TASK:
Recast the rows below as a numbered list, leaving out any blank lines.

····················

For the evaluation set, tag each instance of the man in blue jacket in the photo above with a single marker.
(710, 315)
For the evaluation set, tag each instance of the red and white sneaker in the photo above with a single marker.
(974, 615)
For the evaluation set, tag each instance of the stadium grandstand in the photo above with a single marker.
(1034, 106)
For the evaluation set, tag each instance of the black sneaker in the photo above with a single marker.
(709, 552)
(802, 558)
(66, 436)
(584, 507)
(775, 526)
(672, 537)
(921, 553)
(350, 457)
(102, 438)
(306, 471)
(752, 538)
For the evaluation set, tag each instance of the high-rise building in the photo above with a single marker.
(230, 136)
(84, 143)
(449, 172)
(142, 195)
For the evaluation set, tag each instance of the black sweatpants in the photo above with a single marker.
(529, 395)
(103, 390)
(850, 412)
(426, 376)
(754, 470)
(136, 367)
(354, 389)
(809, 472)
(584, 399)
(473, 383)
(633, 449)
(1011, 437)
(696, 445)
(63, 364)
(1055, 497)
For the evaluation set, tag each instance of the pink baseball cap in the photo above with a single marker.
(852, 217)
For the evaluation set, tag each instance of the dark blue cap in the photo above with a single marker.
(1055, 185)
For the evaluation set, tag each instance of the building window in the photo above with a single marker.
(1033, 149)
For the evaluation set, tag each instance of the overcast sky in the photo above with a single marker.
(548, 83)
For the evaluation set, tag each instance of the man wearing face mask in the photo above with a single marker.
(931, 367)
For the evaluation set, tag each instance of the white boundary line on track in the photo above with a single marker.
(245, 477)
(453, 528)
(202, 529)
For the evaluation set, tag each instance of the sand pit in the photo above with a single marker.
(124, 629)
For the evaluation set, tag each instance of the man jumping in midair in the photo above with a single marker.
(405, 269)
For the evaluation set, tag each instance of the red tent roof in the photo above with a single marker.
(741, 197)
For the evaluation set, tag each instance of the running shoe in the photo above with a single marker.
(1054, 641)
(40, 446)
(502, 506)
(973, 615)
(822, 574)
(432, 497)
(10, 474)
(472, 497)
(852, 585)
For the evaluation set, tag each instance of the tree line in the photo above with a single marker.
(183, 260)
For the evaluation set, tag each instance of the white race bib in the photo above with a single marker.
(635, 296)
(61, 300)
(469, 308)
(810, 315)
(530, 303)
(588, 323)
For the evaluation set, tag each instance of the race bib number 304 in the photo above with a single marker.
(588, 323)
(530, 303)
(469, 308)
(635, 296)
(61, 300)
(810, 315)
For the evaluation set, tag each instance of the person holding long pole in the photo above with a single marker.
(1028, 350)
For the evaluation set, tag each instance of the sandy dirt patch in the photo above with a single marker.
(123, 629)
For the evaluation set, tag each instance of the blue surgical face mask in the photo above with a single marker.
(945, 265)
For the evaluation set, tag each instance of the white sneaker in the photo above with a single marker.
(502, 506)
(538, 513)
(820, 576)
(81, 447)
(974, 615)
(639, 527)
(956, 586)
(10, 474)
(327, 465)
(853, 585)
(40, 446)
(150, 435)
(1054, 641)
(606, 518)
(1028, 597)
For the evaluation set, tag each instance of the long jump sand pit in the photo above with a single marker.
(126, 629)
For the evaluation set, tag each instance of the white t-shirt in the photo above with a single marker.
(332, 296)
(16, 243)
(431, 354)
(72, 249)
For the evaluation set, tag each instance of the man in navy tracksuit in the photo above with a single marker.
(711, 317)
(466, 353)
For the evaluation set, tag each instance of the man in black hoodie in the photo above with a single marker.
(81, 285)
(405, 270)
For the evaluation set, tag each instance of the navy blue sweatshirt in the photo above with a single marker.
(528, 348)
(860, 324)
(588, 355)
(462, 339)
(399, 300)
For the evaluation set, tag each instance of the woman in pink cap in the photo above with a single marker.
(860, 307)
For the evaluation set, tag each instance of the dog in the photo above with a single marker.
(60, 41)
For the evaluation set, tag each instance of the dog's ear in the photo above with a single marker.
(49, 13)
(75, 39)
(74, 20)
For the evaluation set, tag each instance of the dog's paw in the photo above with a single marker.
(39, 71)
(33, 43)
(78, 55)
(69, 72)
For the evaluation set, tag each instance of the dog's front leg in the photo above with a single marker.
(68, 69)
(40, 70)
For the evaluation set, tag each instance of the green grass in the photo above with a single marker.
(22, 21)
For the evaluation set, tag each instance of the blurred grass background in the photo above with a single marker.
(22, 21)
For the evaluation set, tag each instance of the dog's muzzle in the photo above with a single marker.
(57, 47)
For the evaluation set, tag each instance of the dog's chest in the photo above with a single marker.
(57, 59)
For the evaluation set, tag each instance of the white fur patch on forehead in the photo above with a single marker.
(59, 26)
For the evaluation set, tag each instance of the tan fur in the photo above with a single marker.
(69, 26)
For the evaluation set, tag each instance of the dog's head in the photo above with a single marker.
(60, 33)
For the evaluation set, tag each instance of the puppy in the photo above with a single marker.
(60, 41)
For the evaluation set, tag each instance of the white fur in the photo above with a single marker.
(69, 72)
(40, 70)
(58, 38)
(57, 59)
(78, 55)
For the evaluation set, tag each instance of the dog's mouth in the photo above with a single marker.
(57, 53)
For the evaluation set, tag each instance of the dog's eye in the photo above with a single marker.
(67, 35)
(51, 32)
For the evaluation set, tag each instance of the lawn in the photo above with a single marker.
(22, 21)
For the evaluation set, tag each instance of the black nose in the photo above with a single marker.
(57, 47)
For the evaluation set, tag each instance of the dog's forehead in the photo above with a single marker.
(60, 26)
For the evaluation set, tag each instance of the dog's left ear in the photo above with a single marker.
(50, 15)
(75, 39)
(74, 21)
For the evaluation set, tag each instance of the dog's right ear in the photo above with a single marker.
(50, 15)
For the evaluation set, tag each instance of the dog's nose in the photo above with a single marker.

····················

TASK RESPONSE:
1. For the evaluation set, tag each instance of the man in blue jacket in the photo above with a single marker.
2. (710, 315)
3. For the evaluation set, tag each instance of the red and white sneaker in the photo above with a single marker.
4. (974, 615)
5. For the evaluation set, tag each instance of the stadium grandstand in the photo above with a single marker.
6. (1034, 106)
7. For the evaluation set, tag each instance of the black sneaker in the photo above with a single marker.
8. (709, 552)
9. (802, 558)
10. (66, 436)
11. (584, 507)
12. (775, 526)
13. (672, 537)
14. (921, 553)
15. (350, 457)
16. (102, 438)
17. (306, 471)
18. (752, 538)
19. For the evaluation set, tag each instance of the high-rise building in the photo above with a single marker.
20. (230, 136)
21. (84, 143)
22. (449, 172)
23. (142, 195)
24. For the evaluation set, tag each instance of the black sweatpants in the photo above with a single marker.
25. (529, 395)
26. (103, 390)
27. (850, 412)
28. (426, 376)
29. (754, 470)
30. (136, 367)
31. (354, 389)
32. (809, 472)
33. (584, 399)
34. (473, 383)
35. (633, 449)
36. (1011, 437)
37. (696, 445)
38. (63, 364)
39. (1055, 497)
40. For the evaluation set, tag each instance of the pink baseball cap in the photo above with a single marker.
41. (852, 217)
42. For the evaluation set, tag each instance of the dark blue cap in the photo above with a single marker.
43. (1055, 185)
44. For the evaluation set, tag each instance of the building window in the photo above with a single marker.
45. (1033, 149)
46. For the evaluation set, tag each instance of the overcast sky in the photo above with a single marker.
47. (548, 83)
48. For the evaluation set, tag each instance of the man wearing face mask in the photo above with a single marker.
49. (931, 367)
50. For the evaluation set, tag each instance of the white boundary line on track in the photo above with a single marker.
51. (245, 477)
52. (453, 528)
53. (202, 529)
54. For the evaluation set, tag each instance of the sand pit in the photo above with a single marker.
55. (124, 629)
56. For the evaluation set, tag each instance of the man jumping in midair in the photo above with a single marker.
57. (405, 269)
58. For the evaluation set, tag each instance of the red tent roof in the photo above with a single marker.
59. (741, 197)
60. For the evaluation set, tag each instance of the running shoe in the photo above with a single marker.
61. (1054, 641)
62. (40, 446)
63. (502, 506)
64. (973, 615)
65. (822, 574)
66. (432, 497)
67. (10, 474)
68. (472, 497)
69. (852, 585)
70. For the evaluation set, tag each instance of the tree line in the photo above with a single marker.
71. (183, 260)
72. For the evaluation set, tag each instance of the white race bib in the photo above with a single marker.
73. (635, 296)
74. (61, 300)
75. (469, 308)
76. (810, 315)
77. (530, 303)
78. (588, 323)
79. For the evaluation set, tag each instance of the race bib number 304 in the photo above with a single marker.
80. (588, 323)
81. (530, 303)
82. (469, 308)
83. (635, 296)
84. (61, 300)
85. (810, 315)
86. For the evaluation set, tag each instance of the person holding long pole in the photo above with a single marker.
87. (1028, 350)
88. For the evaluation set, tag each instance of the sandy dirt patch in the photo above with a single marker.
89. (123, 629)
90. For the evaluation set, tag each instance of the blue surgical face mask in the photo above with a single marker.
91. (945, 265)
92. For the evaluation set, tag each instance of the white sneaker in the photo above with a single marker.
93. (502, 506)
94. (538, 513)
95. (820, 576)
96. (81, 447)
97. (974, 615)
98. (639, 527)
99. (956, 586)
100. (10, 474)
101. (327, 465)
102. (853, 585)
103. (40, 446)
104. (150, 435)
105. (1054, 641)
106. (606, 518)
107. (1028, 597)
108. For the evaluation set, tag each instance of the long jump sand pit in the photo above with a single marker.
109. (126, 629)
110. For the evaluation set, tag each instance of the white t-shirt in the photo above with a single marker.
111. (332, 296)
112. (16, 243)
113. (431, 354)
114. (72, 249)
115. For the evaluation set, tag each instance of the man in navy tracksuit in the photo above with a single marker.
116. (711, 317)
117. (466, 353)
118. For the evaluation set, tag each instance of the man in black hoodie in the photo above with a single marker.
119. (81, 285)
120. (405, 270)
121. For the evaluation set, tag each instance of the navy blue sweatshirt in the photo above with a single marker.
122. (528, 348)
123. (860, 324)
124. (588, 355)
125. (462, 339)
126. (399, 300)
127. For the evaluation set, tag each instance of the woman in pink cap in the photo above with a single marker.
128. (860, 307)
129. For the evaluation set, tag each instance of the dog in the photo above with a single marker.
130. (60, 41)
131. For the evaluation set, tag each instance of the dog's ear in the photo above with a single marker.
132. (49, 13)
133. (75, 39)
134. (74, 20)
135. For the evaluation set, tag each instance of the dog's paw in the photo above with a single marker.
136. (39, 71)
137. (33, 43)
138. (78, 55)
139. (69, 72)
140. For the evaluation set, tag each instance of the dog's front leg in the photo above with a single marker.
141. (68, 69)
142. (40, 70)
143. For the evaluation set, tag each instance of the green grass in the photo above with a single marker.
144. (22, 21)
145. For the evaluation set, tag each instance of the blurred grass background in the photo above with a single marker.
146. (22, 21)
147. For the evaluation set, tag each instance of the dog's muzzle in the photo above with a single marker.
148. (57, 47)
149. For the evaluation set, tag each instance of the dog's chest in the photo above with a single marker.
150. (57, 59)
151. For the evaluation set, tag each instance of the white fur patch on forehead in the photo above with a single marker.
152. (59, 26)
153. For the evaluation set, tag each instance of the tan fur in the photo above with a single marker.
154. (69, 26)
155. For the evaluation set, tag each instance of the dog's head in the photo above with a single marker.
156. (60, 33)
157. For the evaluation set, tag each instance of the puppy in the photo above with a single marker.
158. (60, 41)
159. For the evaluation set, tag each instance of the white fur in the photo above with a single marker.
160. (69, 72)
161. (40, 70)
162. (58, 38)
163. (57, 59)
164. (78, 55)
165. For the evaluation set, tag each instance of the dog's mouth in the photo above with a single marker.
166. (57, 53)
167. For the evaluation set, tag each instance of the dog's eye in the photo above with a single marker.
168. (67, 35)
169. (51, 32)
170. For the evaluation set, tag each instance of the lawn in the photo above with a single marker.
171. (22, 21)
172. For the evaluation set, tag each instance of the black nose in the photo above with a single marker.
173. (57, 47)
174. For the evaluation set, tag each instance of the dog's forehead in the photo above with a single marker.
175. (60, 26)
176. For the evaluation set, tag each instance of the dog's left ear in the photo above with a single marker.
177. (50, 15)
178. (75, 39)
179. (74, 21)
180. For the evaluation set, tag each instance of the dog's right ear in the photo above with a single marker.
181. (50, 15)
182. For the evaluation set, tag each instance of the dog's nose in the photo above with a single marker.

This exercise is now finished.